### Assignment
Return the court passage about the surrender of unfilled college seats, word for word and in full.

### Document passage

- - - -

30. But, since, as it appears that there was a sustained effort to persuade the Government to surrender the unfilled seats to the Management despite the fact that there was a long waiting list of candidates with the CET cell, the matter having been brought to the notice of the Supreme Court in the case of NIKHIL VERMA v. STATE OF KARNATAKA, WP (c) No. 750 of 1994, an Interim Order came to be passed on 4.1.1995 to the following effect :

"In the meantime, status quo to be maintained. No further seat against surrender to the Management shall be filled up, till then."

31. Nikhil Verma's said Writ Petition was finally disposed of by the Supreme Court on 7.2.1995 with the following directions :

"(1)(a) No payment seat shall be surrendered to the Management, except under the orders of this Court.
(b) The Management shall be allowed to fill up only 10% of the seats in Medical Colleges and 5% seats in Engineering Colleges.
(2) If the Karnataka students are not available in respect of the payment seats reserved for Karnataka students, they shall be filled up by admitting non-Karnataka students.
(3) If any seat falls vacant on account of candidate admitted to that seat not reporting, that seat shall be given to the next candidate in the waiting list and so on."

32. Therefore, it is clear that the allotment of seats made to various Colleges including the present College by the authorities under the Rules even after 3.1.1995 were under and in accordance with the Directions issued by the Supreme Court; and, accordingly the College authorities were duty bound to honour the same.

- - - -

### Material shown
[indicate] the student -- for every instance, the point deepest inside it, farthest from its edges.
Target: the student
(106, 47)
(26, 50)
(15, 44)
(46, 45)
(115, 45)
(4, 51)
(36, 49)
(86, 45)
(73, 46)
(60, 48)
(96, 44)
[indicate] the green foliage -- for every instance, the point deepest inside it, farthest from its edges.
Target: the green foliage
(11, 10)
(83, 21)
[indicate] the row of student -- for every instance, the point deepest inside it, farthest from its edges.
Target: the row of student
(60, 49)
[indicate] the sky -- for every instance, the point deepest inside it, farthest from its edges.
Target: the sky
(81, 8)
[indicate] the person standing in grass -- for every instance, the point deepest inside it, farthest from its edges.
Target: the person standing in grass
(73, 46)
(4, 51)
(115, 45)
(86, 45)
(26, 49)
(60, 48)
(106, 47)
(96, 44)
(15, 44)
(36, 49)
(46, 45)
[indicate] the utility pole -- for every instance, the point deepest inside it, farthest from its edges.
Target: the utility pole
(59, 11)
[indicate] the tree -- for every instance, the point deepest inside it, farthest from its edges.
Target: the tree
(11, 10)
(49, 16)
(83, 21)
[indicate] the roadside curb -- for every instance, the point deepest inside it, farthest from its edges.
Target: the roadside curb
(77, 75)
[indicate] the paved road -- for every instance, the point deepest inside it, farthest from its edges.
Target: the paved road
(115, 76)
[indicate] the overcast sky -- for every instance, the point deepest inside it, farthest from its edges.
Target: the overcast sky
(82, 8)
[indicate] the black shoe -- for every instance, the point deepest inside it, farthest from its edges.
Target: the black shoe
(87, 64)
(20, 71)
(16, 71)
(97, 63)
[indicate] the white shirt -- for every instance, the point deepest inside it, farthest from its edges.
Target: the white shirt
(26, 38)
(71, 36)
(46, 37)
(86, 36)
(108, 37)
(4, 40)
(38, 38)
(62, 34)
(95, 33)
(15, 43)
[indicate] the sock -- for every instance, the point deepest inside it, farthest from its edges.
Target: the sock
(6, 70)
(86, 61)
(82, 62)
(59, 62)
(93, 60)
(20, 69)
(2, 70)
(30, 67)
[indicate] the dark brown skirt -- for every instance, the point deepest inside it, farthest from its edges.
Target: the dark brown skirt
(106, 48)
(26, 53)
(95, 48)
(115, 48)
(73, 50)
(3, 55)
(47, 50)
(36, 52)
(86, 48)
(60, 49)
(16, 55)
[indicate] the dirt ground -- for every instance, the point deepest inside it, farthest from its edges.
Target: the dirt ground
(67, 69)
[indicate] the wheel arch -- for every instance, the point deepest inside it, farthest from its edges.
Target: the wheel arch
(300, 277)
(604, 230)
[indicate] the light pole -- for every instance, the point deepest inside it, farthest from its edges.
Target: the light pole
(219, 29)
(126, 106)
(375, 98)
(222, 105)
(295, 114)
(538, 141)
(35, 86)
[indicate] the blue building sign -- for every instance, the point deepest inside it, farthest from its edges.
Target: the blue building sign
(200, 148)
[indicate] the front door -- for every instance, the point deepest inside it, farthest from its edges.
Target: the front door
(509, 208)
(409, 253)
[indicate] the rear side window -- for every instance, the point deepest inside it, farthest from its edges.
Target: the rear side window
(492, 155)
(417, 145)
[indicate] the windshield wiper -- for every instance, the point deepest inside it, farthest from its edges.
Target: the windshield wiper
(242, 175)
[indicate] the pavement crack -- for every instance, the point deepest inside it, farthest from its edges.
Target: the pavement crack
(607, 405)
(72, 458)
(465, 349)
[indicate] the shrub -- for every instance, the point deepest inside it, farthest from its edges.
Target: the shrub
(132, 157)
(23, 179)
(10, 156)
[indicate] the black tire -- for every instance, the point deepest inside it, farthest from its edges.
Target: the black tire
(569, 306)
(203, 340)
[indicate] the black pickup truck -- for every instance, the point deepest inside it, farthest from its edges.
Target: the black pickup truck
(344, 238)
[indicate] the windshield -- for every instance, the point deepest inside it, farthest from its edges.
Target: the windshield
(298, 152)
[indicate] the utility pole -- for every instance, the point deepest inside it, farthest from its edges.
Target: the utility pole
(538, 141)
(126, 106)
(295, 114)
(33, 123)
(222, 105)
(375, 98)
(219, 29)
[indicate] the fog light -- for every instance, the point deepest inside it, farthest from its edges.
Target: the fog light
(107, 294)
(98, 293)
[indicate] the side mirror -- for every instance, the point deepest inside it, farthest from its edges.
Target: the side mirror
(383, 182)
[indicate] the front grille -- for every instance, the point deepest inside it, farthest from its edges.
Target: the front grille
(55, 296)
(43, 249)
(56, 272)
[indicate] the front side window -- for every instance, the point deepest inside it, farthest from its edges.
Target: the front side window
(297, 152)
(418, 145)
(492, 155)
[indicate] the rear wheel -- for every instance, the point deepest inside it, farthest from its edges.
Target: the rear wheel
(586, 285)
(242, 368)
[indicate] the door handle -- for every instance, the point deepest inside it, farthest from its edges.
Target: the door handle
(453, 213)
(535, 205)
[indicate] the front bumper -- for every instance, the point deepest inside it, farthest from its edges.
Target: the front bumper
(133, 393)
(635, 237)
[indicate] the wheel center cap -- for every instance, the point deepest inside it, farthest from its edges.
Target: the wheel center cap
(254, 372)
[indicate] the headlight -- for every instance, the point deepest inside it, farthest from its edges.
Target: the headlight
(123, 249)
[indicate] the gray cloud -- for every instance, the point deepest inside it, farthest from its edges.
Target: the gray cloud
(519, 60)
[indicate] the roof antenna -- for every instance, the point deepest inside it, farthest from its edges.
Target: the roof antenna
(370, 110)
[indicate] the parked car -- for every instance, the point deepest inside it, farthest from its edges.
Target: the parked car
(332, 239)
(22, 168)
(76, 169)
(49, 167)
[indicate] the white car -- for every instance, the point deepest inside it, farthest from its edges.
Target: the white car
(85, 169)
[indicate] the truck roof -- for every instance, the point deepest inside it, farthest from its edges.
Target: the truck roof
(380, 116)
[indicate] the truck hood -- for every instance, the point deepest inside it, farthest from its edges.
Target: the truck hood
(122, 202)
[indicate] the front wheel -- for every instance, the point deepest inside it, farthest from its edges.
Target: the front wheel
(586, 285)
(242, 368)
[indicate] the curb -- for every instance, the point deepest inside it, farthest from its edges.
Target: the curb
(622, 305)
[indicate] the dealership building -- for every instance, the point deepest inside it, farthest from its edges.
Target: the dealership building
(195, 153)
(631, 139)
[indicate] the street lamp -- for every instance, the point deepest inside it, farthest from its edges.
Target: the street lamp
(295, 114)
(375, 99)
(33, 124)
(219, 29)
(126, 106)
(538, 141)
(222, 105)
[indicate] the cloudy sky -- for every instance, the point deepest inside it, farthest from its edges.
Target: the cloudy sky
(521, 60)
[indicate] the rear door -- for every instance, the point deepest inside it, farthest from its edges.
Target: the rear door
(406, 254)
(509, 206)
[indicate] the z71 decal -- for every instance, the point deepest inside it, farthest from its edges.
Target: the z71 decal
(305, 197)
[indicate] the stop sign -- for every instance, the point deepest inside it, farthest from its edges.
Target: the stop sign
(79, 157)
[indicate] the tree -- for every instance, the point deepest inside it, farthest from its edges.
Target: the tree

- - - -

### Output
30. But, since, as it appears that there was a sustained effort to persuade the Government to surrender the unfilled seats to the Management despite the fact that there was a long waiting list of candidates with the CET cell, the matter having been brought to the notice of the Supreme Court in the case of NIKHIL VERMA v. STATE OF KARNATAKA, WP (c) No. 750 of 1994, an Interim Order came to be passed on 4.1.1995 to the following effect :

"In the meantime, status quo to be maintained. No further seat against surrender to the Management shall be filled up, till then."

31. Nikhil Verma's said Writ Petition was finally disposed of by the Supreme Court on 7.2.1995 with the following directions :

"(1)(a) No payment seat shall be surrendered to the Management, except under the orders of this Court.
(b) The Management shall be allowed to fill up only 10% of the seats in Medical Colleges and 5% seats in Engineering Colleges.
(2) If the Karnataka students are not available in respect of the payment seats reserved for Karnataka students, they shall be filled up by admitting non-Karnataka students.
(3) If any seat falls vacant on account of candidate admitted to that seat not reporting, that seat shall be given to the next candidate in the waiting list and so on."

32. Therefore, it is clear that the allotment of seats made to various Colleges including the present College by the authorities under the Rules even after 3.1.1995 were under and in accordance with the Directions issued by the Supreme Court; and, accordingly the College authorities were duty bound to honour the same.